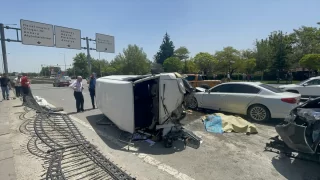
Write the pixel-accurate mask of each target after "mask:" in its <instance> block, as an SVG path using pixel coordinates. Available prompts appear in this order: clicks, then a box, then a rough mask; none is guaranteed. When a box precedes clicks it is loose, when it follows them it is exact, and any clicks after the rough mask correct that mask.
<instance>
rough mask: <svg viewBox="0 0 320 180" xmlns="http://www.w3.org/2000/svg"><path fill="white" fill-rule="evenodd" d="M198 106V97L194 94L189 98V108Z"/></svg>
mask: <svg viewBox="0 0 320 180" xmlns="http://www.w3.org/2000/svg"><path fill="white" fill-rule="evenodd" d="M197 107H198V101H197V99H196V98H195V97H194V96H193V97H191V98H189V100H188V108H190V109H197Z"/></svg>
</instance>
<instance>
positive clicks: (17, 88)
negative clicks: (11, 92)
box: [14, 74, 21, 97]
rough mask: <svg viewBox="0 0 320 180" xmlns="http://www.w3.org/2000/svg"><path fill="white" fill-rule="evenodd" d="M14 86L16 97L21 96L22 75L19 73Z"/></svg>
mask: <svg viewBox="0 0 320 180" xmlns="http://www.w3.org/2000/svg"><path fill="white" fill-rule="evenodd" d="M14 88H15V90H16V97H20V95H21V75H20V74H19V75H18V77H16V78H14Z"/></svg>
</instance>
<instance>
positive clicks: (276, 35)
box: [269, 31, 292, 72]
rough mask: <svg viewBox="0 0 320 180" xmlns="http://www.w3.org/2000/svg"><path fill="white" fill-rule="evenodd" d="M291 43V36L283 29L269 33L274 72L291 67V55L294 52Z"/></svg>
mask: <svg viewBox="0 0 320 180" xmlns="http://www.w3.org/2000/svg"><path fill="white" fill-rule="evenodd" d="M291 43H292V39H291V37H290V36H288V35H286V34H284V33H283V32H282V31H277V32H272V33H271V34H270V35H269V46H270V54H271V70H273V71H274V72H276V71H277V70H278V71H282V70H284V69H288V68H289V67H290V62H289V55H290V54H291V53H292V46H291Z"/></svg>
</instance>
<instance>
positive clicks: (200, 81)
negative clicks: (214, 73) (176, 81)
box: [185, 74, 221, 89]
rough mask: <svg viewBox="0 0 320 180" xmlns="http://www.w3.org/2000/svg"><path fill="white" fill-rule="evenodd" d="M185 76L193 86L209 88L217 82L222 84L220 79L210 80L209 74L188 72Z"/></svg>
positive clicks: (205, 88) (220, 83)
mask: <svg viewBox="0 0 320 180" xmlns="http://www.w3.org/2000/svg"><path fill="white" fill-rule="evenodd" d="M185 76H186V77H185V79H186V80H187V81H189V83H190V84H191V85H192V86H193V87H202V88H205V89H209V88H211V87H214V86H216V85H217V84H221V81H220V80H208V77H207V76H205V75H201V74H186V75H185Z"/></svg>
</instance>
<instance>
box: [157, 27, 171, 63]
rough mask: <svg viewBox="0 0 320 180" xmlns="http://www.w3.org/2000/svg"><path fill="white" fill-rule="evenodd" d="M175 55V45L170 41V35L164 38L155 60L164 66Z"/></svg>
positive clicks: (170, 39) (163, 38) (167, 33)
mask: <svg viewBox="0 0 320 180" xmlns="http://www.w3.org/2000/svg"><path fill="white" fill-rule="evenodd" d="M173 55H174V45H173V42H172V41H171V39H170V36H169V34H168V33H166V34H165V35H164V37H163V40H162V44H161V45H160V49H159V51H158V52H157V54H156V55H155V56H154V60H155V62H156V63H158V64H163V63H164V61H165V60H166V59H168V58H169V57H171V56H173Z"/></svg>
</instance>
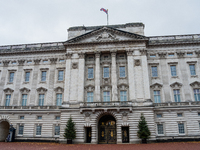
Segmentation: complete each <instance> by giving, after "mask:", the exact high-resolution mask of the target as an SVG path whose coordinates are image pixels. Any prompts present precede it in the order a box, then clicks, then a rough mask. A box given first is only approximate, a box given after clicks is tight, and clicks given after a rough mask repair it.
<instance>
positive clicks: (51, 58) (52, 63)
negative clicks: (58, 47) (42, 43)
mask: <svg viewBox="0 0 200 150" xmlns="http://www.w3.org/2000/svg"><path fill="white" fill-rule="evenodd" d="M57 59H58V58H50V61H51V64H56V62H57Z"/></svg>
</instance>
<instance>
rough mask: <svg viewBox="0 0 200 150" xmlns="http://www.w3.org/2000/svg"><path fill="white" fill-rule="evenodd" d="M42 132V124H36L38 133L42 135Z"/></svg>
mask: <svg viewBox="0 0 200 150" xmlns="http://www.w3.org/2000/svg"><path fill="white" fill-rule="evenodd" d="M41 132H42V126H41V125H37V126H36V135H41Z"/></svg>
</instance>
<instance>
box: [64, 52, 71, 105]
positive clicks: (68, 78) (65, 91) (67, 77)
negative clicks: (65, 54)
mask: <svg viewBox="0 0 200 150" xmlns="http://www.w3.org/2000/svg"><path fill="white" fill-rule="evenodd" d="M71 56H72V54H66V69H65V90H64V101H63V102H64V103H68V102H69V100H70V78H71Z"/></svg>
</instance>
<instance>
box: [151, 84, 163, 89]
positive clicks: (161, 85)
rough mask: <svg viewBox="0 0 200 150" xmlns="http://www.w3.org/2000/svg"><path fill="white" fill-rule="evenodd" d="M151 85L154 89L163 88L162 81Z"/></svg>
mask: <svg viewBox="0 0 200 150" xmlns="http://www.w3.org/2000/svg"><path fill="white" fill-rule="evenodd" d="M150 87H151V88H152V89H161V88H162V84H160V83H154V84H152V85H151V86H150Z"/></svg>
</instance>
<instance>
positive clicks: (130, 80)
mask: <svg viewBox="0 0 200 150" xmlns="http://www.w3.org/2000/svg"><path fill="white" fill-rule="evenodd" d="M127 61H128V83H129V100H130V101H132V100H135V99H136V96H135V76H134V68H133V67H134V66H133V51H127Z"/></svg>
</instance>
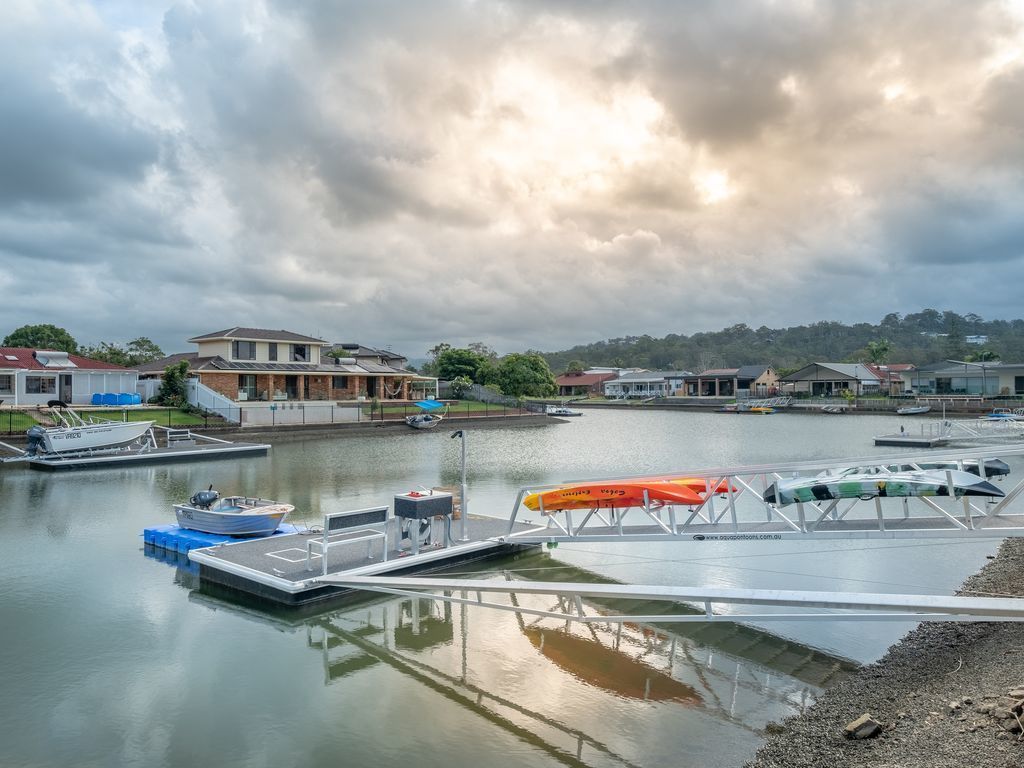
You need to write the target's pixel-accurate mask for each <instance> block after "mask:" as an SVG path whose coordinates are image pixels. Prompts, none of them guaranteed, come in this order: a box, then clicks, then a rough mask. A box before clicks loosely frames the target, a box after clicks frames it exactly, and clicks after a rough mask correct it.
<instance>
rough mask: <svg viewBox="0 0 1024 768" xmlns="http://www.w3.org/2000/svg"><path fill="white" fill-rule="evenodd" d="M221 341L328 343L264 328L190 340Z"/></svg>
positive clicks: (296, 335)
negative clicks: (236, 340)
mask: <svg viewBox="0 0 1024 768" xmlns="http://www.w3.org/2000/svg"><path fill="white" fill-rule="evenodd" d="M220 339H231V340H242V341H286V342H300V343H307V344H321V345H323V346H327V344H328V342H326V341H324V340H323V339H317V338H316V337H314V336H303V335H302V334H297V333H293V332H291V331H268V330H266V329H263V328H228V329H226V330H224V331H214V332H213V333H208V334H203V335H201V336H194V337H193V338H190V339H188V341H190V342H200V341H218V340H220Z"/></svg>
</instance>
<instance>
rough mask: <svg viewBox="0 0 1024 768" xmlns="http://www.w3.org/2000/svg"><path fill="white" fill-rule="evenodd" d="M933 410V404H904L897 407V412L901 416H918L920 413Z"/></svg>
mask: <svg viewBox="0 0 1024 768" xmlns="http://www.w3.org/2000/svg"><path fill="white" fill-rule="evenodd" d="M931 410H932V407H931V406H904V407H903V408H898V409H896V413H897V414H899V415H900V416H918V415H919V414H927V413H928V412H929V411H931Z"/></svg>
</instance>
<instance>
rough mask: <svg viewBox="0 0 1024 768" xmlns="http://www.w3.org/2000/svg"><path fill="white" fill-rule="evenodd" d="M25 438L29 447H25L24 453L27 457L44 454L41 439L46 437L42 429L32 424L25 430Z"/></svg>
mask: <svg viewBox="0 0 1024 768" xmlns="http://www.w3.org/2000/svg"><path fill="white" fill-rule="evenodd" d="M25 434H26V436H27V437H28V438H29V445H28V447H26V450H25V453H27V454H28V455H29V456H36V454H41V453H46V450H45V447H44V446H45V443H44V441H43V438H44V437H46V430H45V429H43V428H42V427H41V426H39V425H38V424H34V425H33V426H31V427H29V429H28V430H26V433H25Z"/></svg>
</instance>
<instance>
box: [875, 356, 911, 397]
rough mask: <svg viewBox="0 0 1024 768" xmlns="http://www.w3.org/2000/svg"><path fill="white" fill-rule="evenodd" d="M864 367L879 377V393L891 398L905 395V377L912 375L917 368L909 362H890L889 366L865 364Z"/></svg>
mask: <svg viewBox="0 0 1024 768" xmlns="http://www.w3.org/2000/svg"><path fill="white" fill-rule="evenodd" d="M864 367H865V368H867V369H868V370H869V371H870V372H871V373H873V374H874V375H876V376H878V377H879V388H878V391H879V392H880V393H882V394H888V395H889V396H891V397H894V396H899V395H901V394H903V392H904V385H903V377H904V376H907V375H910V374H912V373H913V371H914V370H915V366H913V365H911V364H909V362H890V364H888V365H877V364H873V362H865V364H864Z"/></svg>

§

EXERCISE BRIEF:
Here the job is to set down exactly the lines of the material above that fall between the one with "negative clicks: (236, 340)" and the one with "box: [875, 356, 911, 397]", inclusive, and nothing beyond them.

RESULT:
negative clicks: (236, 340)
mask: <svg viewBox="0 0 1024 768" xmlns="http://www.w3.org/2000/svg"><path fill="white" fill-rule="evenodd" d="M220 339H231V340H242V341H286V342H300V343H307V344H321V345H323V346H327V344H328V342H326V341H324V340H323V339H317V338H316V337H314V336H303V335H302V334H297V333H293V332H291V331H268V330H266V329H263V328H228V329H226V330H224V331H214V332H213V333H208V334H203V335H201V336H194V337H193V338H190V339H188V341H190V342H200V341H218V340H220Z"/></svg>
</instance>
<instance>
rough mask: <svg viewBox="0 0 1024 768" xmlns="http://www.w3.org/2000/svg"><path fill="white" fill-rule="evenodd" d="M933 410V404H904L897 407V412L901 416H918L920 413Z"/></svg>
mask: <svg viewBox="0 0 1024 768" xmlns="http://www.w3.org/2000/svg"><path fill="white" fill-rule="evenodd" d="M931 410H932V407H931V406H904V407H903V408H898V409H896V413H897V414H899V415H900V416H918V415H919V414H927V413H928V412H929V411H931Z"/></svg>
</instance>
<instance>
rough mask: <svg viewBox="0 0 1024 768" xmlns="http://www.w3.org/2000/svg"><path fill="white" fill-rule="evenodd" d="M25 438L29 447H25L24 453L27 457L44 454L41 439L46 437L42 429L32 424L25 430Z"/></svg>
mask: <svg viewBox="0 0 1024 768" xmlns="http://www.w3.org/2000/svg"><path fill="white" fill-rule="evenodd" d="M25 434H26V436H27V437H28V438H29V445H28V447H26V450H25V453H27V454H28V455H29V456H36V454H41V453H46V450H45V447H44V446H45V443H44V441H43V438H44V437H46V430H45V429H43V428H42V427H41V426H39V425H38V424H34V425H33V426H31V427H29V429H28V430H26V433H25Z"/></svg>
</instance>
<instance>
box: [875, 356, 911, 397]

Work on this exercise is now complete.